## Do this
In the records below, set out the lines between the one holding "Tag the green plastic" and the one holding "<point>252,441</point>", inclusive, as a numbered list. Leave out any blank lines.

## Provided records
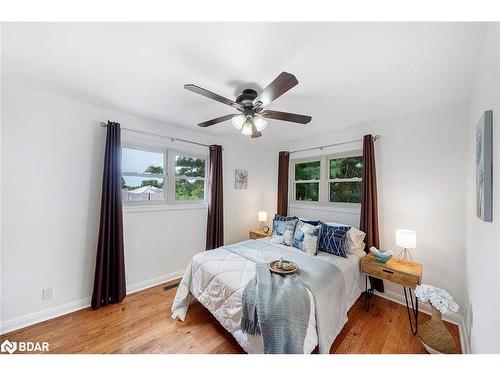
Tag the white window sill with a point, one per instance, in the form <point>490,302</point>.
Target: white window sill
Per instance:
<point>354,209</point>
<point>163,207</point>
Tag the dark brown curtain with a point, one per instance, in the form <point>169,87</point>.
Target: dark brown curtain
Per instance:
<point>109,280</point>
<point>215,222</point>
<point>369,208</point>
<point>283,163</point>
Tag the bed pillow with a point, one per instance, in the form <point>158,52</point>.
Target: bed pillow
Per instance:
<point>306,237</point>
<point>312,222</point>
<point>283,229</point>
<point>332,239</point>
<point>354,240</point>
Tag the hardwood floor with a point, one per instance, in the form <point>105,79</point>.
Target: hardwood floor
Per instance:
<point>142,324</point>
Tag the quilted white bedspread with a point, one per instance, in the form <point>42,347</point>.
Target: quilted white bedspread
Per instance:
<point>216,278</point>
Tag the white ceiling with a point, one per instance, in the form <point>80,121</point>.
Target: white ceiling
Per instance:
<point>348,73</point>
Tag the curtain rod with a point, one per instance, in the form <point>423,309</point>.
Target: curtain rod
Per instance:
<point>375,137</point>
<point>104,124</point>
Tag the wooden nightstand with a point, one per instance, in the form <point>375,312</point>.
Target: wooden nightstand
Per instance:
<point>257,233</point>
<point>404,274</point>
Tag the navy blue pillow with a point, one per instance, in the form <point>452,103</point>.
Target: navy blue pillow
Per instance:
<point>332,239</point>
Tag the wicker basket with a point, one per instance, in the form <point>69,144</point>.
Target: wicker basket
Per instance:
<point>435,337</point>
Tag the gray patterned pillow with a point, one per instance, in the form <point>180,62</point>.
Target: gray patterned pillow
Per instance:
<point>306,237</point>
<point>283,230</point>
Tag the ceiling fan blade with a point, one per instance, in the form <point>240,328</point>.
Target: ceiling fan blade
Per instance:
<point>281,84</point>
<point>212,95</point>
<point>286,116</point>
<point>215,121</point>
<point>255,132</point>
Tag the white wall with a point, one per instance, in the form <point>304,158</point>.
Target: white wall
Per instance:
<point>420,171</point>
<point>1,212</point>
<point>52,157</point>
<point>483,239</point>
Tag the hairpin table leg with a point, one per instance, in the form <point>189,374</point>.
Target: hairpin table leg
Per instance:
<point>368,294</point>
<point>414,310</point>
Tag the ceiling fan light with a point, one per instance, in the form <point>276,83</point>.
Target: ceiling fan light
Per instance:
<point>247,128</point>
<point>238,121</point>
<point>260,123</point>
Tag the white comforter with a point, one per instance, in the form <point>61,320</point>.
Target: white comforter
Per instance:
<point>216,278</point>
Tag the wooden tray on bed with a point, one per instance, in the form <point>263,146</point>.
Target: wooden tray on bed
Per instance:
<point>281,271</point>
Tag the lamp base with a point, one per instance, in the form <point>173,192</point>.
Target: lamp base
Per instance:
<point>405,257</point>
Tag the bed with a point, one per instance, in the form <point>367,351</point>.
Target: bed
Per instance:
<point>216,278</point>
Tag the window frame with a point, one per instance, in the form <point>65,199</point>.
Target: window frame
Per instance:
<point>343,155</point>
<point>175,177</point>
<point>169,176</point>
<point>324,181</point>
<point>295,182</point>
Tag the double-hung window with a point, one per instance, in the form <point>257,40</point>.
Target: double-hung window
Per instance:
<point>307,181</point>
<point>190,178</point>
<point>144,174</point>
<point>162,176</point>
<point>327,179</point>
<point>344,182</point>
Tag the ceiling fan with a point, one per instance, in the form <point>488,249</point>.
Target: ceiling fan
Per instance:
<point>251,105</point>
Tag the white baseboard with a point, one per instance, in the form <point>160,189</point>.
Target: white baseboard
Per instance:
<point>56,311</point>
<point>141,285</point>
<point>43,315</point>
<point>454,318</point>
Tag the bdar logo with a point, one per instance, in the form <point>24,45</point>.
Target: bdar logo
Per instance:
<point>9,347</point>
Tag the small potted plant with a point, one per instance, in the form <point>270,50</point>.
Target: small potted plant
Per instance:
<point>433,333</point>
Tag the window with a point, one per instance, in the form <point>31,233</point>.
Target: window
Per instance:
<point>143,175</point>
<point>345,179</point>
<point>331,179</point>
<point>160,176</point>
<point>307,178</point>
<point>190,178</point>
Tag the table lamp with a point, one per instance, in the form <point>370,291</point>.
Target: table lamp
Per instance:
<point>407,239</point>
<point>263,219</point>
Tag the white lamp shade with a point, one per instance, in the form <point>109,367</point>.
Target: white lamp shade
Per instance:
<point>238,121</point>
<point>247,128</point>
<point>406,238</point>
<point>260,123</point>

...

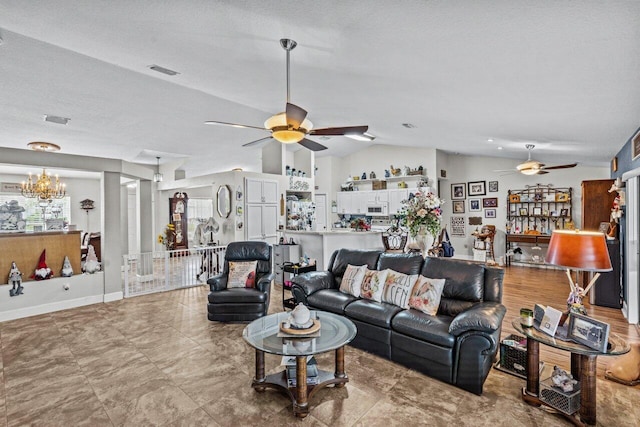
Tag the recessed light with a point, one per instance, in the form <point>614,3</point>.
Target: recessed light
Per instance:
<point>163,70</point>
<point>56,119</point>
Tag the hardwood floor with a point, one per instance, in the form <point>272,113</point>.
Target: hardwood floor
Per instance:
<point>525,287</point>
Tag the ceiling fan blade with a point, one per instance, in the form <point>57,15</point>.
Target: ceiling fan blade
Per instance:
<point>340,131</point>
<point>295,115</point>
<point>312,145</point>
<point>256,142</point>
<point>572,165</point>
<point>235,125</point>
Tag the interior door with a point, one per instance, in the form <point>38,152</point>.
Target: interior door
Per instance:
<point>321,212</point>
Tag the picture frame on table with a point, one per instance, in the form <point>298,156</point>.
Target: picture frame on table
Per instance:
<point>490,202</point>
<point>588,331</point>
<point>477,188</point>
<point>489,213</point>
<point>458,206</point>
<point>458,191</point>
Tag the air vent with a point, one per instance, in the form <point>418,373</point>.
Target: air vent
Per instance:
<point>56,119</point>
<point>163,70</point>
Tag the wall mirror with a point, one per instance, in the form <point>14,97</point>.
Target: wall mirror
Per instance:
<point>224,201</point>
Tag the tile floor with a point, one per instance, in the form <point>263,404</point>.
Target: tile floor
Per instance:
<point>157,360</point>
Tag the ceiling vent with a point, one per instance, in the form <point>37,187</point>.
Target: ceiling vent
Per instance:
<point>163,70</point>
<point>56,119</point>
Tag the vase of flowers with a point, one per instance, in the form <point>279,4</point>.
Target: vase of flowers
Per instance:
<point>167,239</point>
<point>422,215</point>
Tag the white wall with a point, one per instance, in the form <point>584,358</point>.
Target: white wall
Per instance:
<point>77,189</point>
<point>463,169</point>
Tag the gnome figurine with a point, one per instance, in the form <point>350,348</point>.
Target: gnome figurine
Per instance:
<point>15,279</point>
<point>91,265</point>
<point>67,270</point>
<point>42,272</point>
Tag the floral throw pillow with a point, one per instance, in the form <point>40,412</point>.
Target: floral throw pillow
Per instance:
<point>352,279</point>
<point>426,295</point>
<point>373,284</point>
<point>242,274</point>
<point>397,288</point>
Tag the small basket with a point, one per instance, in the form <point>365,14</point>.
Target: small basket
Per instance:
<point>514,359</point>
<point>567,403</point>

--

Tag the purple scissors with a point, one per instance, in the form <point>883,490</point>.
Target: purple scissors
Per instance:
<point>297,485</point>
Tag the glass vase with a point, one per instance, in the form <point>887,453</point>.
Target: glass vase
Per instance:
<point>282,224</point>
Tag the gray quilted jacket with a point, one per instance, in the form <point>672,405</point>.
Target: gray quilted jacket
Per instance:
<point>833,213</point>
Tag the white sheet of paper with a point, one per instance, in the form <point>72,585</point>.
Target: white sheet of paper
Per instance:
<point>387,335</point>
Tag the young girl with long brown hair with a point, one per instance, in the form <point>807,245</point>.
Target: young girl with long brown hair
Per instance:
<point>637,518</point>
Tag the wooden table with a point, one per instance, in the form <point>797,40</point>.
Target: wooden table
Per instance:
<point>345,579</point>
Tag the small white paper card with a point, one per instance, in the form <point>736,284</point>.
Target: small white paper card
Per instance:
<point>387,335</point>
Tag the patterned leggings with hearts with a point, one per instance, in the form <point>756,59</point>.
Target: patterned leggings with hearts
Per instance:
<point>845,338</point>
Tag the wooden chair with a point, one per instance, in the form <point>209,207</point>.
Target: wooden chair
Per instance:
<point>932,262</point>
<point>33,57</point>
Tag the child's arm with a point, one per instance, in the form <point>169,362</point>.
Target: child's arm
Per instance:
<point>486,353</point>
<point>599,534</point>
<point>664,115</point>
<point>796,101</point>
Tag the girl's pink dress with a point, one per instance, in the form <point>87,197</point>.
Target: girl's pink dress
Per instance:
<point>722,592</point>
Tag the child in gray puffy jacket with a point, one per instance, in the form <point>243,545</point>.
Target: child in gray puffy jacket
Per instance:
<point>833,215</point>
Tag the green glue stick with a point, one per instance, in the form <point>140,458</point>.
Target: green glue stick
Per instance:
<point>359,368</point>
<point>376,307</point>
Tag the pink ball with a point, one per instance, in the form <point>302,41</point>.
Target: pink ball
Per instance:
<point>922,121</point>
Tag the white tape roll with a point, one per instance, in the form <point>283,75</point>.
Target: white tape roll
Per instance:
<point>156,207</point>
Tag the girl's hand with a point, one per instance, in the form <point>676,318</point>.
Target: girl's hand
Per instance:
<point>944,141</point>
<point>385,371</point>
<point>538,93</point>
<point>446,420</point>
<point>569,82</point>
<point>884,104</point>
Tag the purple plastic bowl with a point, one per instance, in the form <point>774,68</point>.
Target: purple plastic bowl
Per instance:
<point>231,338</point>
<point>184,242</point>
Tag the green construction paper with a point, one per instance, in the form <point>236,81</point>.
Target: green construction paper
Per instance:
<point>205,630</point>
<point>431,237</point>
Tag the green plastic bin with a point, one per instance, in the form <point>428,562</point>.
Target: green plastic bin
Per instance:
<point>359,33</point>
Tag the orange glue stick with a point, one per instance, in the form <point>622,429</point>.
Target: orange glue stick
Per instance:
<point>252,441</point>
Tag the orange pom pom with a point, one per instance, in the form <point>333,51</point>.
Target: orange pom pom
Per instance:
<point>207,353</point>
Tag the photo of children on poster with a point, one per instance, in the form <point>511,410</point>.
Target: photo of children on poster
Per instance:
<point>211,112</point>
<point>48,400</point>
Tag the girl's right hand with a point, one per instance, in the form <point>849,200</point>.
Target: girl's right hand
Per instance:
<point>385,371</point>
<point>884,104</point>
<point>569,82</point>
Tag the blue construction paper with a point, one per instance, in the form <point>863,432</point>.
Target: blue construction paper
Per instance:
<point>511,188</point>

## Finished exercise
1. Tag the green plastic bin with a point, one per instance, in the form <point>428,562</point>.
2. Target: green plastic bin
3. Per instance:
4. <point>359,33</point>
5. Tag the orange glue stick with a point, one per instance, in the form <point>622,429</point>.
6. Target: orange glue stick
7. Per instance:
8. <point>252,441</point>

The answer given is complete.